Guido was not alone in his inability to master the process of transcribing musical notation. Many talented and successful songwriters who were not formally trained in music, such as Irving Berlin and more recently Paul McCartney, had to hire assistants to transcribe their hit songs into standard musical notation.

Pietro became an even more prolific composer than Guido, and wrote over 170 original works. Among popular compositions, he wrote at least 37 waltzes, 25 marches, eighteen polkas, fourteen foxtrots, twelve mazurkas, eleven paso dobles, seven characteristic dances, six novelties, six tangos, two rumbas, one rag, and one bolero. Octave Pagani began publishing his music in 1916. Pietro also composed over twenty compositions in light semi-classical style: six overtures, six concert etudes, three sets of variations, two rhapsodies, an intermezzo, a fantasia, a gavotte, a prelude, a rondo, a scherzo, and three lengthy concertos for accordion and orchestra.

All of Pietro’s classical pieces were composed in an archaic, albeit popular style: the early Romantic style, epitomized by the oeuvre of Gioacchino Rossini (1792-1868), one of Italy’s most beloved opera composers and the composer of the William Tell Overture. Accordionists naturally preferred this type of classical music because unsophisticated audiences found it accessible, and the homophonic textures of works from this era were easily performed on an instrument which was limited to preset bass and chord buttons for the left hand. However in 1949, Pietro broke with this conservative tradition, and attempted something more modern and radical, his Atonal Studies: Compositions in Tonality and the Modern Form.

Despite his reputation as a composer, few people knew that Pietro actually did not compose most of his classical pieces himself; he hired highly-trained and musically-educated ghostwriters to compose his classical scores. This should not be surprising, because Pietro was not a classically-trained composer; he was a successful businessman, a pop musician, and a composer of simple but beautiful melodies for marches, waltzes and polkas. It is unlikely that he could have written a concerto by himself. At least two men worked for Pietro as ghostwriters, Frank Henri Klickmann and Alfred d’AuBerge.

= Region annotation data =
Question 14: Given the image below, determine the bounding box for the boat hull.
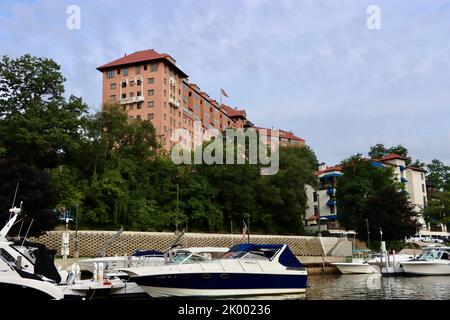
[332,262,379,274]
[130,272,307,297]
[402,261,450,276]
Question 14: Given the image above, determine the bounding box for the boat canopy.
[224,243,304,269]
[133,250,164,257]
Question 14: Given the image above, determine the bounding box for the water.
[306,274,450,300]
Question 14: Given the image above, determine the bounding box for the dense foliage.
[336,155,418,240]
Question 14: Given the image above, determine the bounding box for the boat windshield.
[417,250,444,261]
[171,252,208,264]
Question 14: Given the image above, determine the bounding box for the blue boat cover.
[229,243,304,268]
[132,250,164,257]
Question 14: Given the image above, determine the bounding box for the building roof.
[220,104,247,118]
[253,127,305,142]
[380,153,407,161]
[314,166,344,176]
[406,166,427,172]
[97,49,187,78]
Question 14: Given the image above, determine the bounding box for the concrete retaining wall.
[30,231,360,257]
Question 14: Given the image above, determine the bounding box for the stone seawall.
[30,231,364,257]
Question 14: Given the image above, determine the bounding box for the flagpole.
[247,213,250,243]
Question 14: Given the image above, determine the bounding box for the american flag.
[220,88,228,98]
[242,221,248,239]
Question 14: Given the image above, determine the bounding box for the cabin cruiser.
[401,247,450,276]
[121,243,307,297]
[331,250,380,274]
[0,208,144,299]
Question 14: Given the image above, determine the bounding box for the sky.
[0,0,450,165]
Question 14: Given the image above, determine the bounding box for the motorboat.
[121,243,307,297]
[331,250,380,274]
[0,208,145,299]
[331,258,380,274]
[367,251,414,274]
[401,247,450,276]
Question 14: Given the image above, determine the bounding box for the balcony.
[169,98,180,108]
[120,96,144,104]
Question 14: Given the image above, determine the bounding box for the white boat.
[122,244,307,297]
[402,247,450,276]
[331,258,380,274]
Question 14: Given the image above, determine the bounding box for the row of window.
[106,63,158,79]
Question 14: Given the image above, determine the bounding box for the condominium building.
[305,154,427,229]
[97,49,304,150]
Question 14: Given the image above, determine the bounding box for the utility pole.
[366,219,370,249]
[247,213,250,243]
[73,203,79,258]
[176,181,180,232]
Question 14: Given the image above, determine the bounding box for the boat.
[331,250,380,274]
[401,247,450,276]
[0,208,145,299]
[121,243,307,297]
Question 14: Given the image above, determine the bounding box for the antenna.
[9,181,20,219]
[20,218,34,247]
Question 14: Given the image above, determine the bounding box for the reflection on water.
[221,274,450,300]
[306,274,450,300]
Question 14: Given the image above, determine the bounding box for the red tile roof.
[314,166,344,176]
[220,104,247,118]
[97,49,187,77]
[380,153,406,161]
[253,127,305,142]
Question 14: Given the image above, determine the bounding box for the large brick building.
[97,49,305,149]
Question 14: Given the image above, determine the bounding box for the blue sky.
[0,0,450,165]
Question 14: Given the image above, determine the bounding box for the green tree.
[424,191,450,227]
[356,186,418,241]
[0,159,58,236]
[368,143,425,168]
[336,155,406,234]
[0,55,87,169]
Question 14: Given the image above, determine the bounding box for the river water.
[303,274,450,300]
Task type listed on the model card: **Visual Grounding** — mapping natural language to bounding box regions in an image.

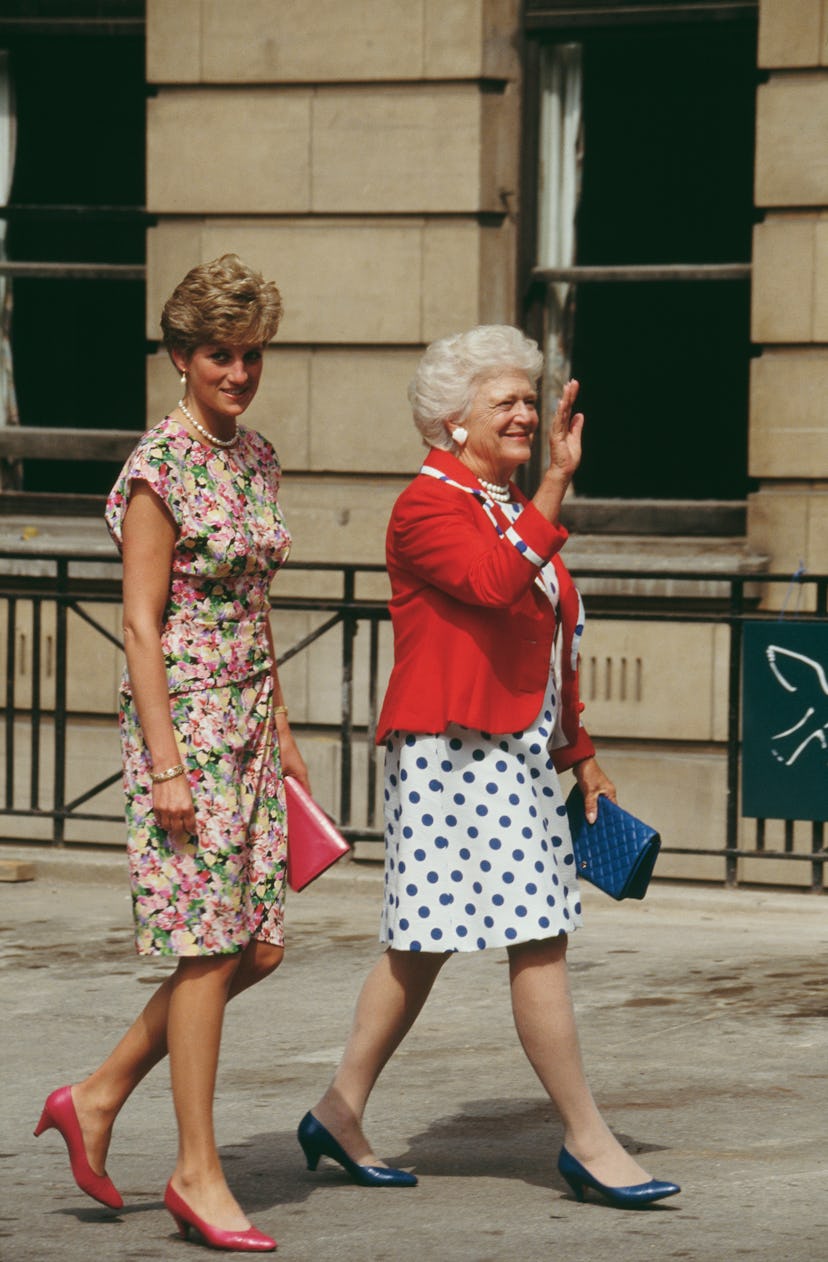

= SET TASKS =
(a) According to the passage about Pietro and his compositions, why did accordionists favor classical music in the early Romantic style? Answer in one to three sentences.
(b) Carry the passage about Pietro and his compositions further, beginning right after its last sentence.
The data stands apart from the passage about Pietro and his compositions.

= THE RESULTS =
(a) Accordionists favored it because unsophisticated audiences found it accessible. Its homophonic textures were also easy to play on an instrument whose left hand was limited to preset bass and chord buttons.

(b)
Frank Henri Klickmann (1885-1966), who composed most of Pietro’s classical compositions (and as mentioned earlier, arranged Guido Deiro’s Kismet for voice and piano), was an American composer, arranger and orchestrator of popular music. He wrote in a wide range of genres including sentimental parlor songs such as My Sweetheart Went Down with the Ship (1912 ) – no doubt cashing in on the Titanic disaster, Sing Me The Rosary (1913) and Mama Can’t Pray For Us Now (1914). His ragtime compositions include Knockout Drops: A Trombone Jag (1910), Delerium Tremens Rag: A Trombone Spasm (1913) and Paderewski Rag (1920). Other oddities range from the anti-war Uncle Sam Won’t Go To War (1914) to the fiercely patriotic Old Glory Goes Marching On (1918). He wrote accordion pieces and a concerto for tenor saxophone. Klickmann also worked for Irving Berlin, and wrote arrangements and orchestrations for many of his hit
songs.

Alfred d’AuBerge, a violinist, pianist, composer, arranger, and educator, taught harmony and theory at the Pietro Deiro Conservatory in New York City, and sometimes worked as Pietro’s ghostwriter. Today he is best known for his six volume piano course and guitar method books published by Alfred Music. He also wrote many pieces and arrangements for the accordion, including The Accordionist’s Encyclopedia of Musical Knowledge (O. Pagani & Bro., ca. 1936), and Bellows Shake Made Easy (1957). He also recorded with Pietro for Victor in 1934.

Ralph Stricker (b. 1930), who studied six months during 1949 and 1950 with d’AuBerge at the Pietro Deiro Conservatory, explained, “Pietro Deiro was a great businessman, and did great things to promote the accordion, but he was not a great musician or composer. My theory teacher, Alfred d’AuBerge, told me that he and Klickmann actually had composed most of Pietro’s classical works.”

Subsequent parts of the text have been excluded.